-- start THE DATA --
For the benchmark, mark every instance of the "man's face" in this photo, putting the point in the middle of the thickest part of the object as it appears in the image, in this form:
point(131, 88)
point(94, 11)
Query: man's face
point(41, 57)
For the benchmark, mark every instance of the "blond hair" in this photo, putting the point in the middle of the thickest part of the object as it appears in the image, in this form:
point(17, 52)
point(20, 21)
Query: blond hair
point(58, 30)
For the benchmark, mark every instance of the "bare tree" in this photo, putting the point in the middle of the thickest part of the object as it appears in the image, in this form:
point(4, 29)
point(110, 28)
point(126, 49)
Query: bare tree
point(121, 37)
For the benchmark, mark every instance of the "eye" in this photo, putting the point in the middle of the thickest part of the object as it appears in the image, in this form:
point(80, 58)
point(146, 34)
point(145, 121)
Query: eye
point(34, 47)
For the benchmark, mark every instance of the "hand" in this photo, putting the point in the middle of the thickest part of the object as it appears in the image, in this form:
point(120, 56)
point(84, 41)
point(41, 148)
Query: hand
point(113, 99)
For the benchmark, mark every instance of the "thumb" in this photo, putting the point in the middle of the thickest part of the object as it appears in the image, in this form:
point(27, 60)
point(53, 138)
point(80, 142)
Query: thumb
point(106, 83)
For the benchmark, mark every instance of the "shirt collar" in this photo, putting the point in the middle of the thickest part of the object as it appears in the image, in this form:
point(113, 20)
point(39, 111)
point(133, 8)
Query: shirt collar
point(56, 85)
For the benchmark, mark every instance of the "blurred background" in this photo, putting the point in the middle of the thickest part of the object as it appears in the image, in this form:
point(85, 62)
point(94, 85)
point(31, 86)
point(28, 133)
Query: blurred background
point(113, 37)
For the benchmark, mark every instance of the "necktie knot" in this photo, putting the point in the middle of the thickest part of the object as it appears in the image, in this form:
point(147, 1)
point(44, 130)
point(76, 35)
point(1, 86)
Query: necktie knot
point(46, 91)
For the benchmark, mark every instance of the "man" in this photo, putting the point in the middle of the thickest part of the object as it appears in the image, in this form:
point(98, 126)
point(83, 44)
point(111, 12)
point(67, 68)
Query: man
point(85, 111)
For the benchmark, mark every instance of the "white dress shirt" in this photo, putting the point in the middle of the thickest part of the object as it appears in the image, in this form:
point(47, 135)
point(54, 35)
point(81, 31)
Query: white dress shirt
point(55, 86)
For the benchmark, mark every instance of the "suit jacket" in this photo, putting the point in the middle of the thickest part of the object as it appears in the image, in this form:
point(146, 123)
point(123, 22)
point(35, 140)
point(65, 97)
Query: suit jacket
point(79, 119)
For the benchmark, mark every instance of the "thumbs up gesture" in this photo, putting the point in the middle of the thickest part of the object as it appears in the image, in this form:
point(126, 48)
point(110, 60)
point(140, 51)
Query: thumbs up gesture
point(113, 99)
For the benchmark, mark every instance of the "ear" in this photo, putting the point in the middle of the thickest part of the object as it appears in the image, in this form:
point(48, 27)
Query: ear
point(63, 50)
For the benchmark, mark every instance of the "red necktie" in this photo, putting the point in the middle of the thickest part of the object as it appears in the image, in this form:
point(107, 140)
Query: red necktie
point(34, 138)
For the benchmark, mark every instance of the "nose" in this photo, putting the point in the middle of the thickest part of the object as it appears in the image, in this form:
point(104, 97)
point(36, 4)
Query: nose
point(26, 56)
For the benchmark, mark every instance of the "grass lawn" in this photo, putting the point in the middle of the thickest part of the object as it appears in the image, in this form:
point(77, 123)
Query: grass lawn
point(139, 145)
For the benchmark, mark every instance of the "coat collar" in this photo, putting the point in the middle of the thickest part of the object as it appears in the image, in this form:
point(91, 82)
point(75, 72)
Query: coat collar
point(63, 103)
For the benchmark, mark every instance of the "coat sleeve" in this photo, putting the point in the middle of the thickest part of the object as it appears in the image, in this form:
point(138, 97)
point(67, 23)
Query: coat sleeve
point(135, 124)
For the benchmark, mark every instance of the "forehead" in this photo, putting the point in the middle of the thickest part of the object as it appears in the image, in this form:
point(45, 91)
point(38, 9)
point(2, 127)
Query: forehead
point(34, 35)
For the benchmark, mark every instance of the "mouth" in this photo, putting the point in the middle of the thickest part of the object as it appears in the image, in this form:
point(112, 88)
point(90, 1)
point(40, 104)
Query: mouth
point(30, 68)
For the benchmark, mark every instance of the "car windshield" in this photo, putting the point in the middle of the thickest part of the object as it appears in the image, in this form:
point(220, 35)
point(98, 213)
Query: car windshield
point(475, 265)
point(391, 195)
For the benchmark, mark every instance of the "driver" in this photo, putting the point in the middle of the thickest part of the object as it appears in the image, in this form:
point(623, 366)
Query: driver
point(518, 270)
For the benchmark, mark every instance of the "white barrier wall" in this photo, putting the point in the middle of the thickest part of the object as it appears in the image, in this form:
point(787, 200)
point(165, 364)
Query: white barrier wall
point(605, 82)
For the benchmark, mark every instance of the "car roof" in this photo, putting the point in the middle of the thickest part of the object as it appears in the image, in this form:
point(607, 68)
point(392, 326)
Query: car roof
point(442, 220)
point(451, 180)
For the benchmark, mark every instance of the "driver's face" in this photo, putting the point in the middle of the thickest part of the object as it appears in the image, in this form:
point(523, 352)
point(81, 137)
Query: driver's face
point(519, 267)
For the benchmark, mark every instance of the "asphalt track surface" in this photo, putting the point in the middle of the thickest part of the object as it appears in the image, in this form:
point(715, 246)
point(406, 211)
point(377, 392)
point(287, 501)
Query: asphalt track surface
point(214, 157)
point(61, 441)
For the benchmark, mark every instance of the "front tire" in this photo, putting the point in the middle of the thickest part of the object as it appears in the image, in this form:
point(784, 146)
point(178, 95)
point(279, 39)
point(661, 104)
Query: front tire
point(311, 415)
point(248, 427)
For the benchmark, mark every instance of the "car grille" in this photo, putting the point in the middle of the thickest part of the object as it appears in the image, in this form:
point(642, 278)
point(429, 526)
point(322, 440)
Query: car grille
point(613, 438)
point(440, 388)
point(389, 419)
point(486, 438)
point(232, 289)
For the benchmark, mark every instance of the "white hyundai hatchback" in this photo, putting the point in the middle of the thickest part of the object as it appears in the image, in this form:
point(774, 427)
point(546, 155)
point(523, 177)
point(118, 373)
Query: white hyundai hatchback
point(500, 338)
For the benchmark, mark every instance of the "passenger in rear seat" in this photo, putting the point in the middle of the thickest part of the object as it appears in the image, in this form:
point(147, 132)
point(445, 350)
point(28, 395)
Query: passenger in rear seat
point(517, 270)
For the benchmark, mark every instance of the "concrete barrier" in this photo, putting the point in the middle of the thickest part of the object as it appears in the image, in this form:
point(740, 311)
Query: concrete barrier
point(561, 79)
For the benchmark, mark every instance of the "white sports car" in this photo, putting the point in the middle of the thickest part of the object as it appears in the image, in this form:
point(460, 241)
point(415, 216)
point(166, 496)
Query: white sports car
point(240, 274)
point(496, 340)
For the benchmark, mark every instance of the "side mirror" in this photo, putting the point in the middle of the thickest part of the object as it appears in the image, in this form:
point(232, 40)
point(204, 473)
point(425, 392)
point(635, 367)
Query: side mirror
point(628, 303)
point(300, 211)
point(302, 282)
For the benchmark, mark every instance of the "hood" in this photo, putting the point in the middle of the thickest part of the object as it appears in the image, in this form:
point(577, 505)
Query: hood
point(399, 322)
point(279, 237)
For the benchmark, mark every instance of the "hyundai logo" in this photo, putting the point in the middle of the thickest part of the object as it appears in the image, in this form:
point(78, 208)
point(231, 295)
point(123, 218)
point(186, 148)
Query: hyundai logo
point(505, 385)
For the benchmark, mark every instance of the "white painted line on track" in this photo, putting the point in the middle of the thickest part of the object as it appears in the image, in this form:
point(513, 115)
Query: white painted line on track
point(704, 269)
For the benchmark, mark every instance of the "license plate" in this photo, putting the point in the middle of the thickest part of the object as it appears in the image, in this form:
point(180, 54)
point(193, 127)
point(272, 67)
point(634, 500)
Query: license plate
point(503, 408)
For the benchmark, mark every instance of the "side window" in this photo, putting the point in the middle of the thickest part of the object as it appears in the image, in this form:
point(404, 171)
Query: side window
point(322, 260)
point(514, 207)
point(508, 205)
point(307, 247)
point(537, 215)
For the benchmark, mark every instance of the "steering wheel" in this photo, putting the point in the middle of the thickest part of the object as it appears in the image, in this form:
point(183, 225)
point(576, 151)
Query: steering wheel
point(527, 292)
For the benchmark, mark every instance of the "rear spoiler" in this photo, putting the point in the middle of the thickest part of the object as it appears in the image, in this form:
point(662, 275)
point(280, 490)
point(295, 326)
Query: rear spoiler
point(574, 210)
-- end THE DATA --
### WHAT IS BEING ASKED
Copy everything from the start of the records down to the line containing "point(41, 57)", and in that stretch alone change "benchmark" to "evaluation" while leaving every other word as it stands.

### SOLVED PROBLEM
For the evaluation, mark every instance of the "man's face" in this photo, putting the point in the middle of the thickest part of the object as it appears in the image, in this form:
point(131, 88)
point(94, 11)
Query: man's face
point(41, 57)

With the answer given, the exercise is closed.